- [Task]:
Would you reproduce all of the entries exactly?

***** Supplied material *****

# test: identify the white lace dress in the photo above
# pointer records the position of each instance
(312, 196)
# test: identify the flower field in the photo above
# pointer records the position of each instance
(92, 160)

*****

- [Final answer]:
# test: identify the white lace dress in the photo above
# pointer records the position of each instance
(312, 196)
# test: identify the flower field in the photo above
# pointer records the position of each instance
(92, 160)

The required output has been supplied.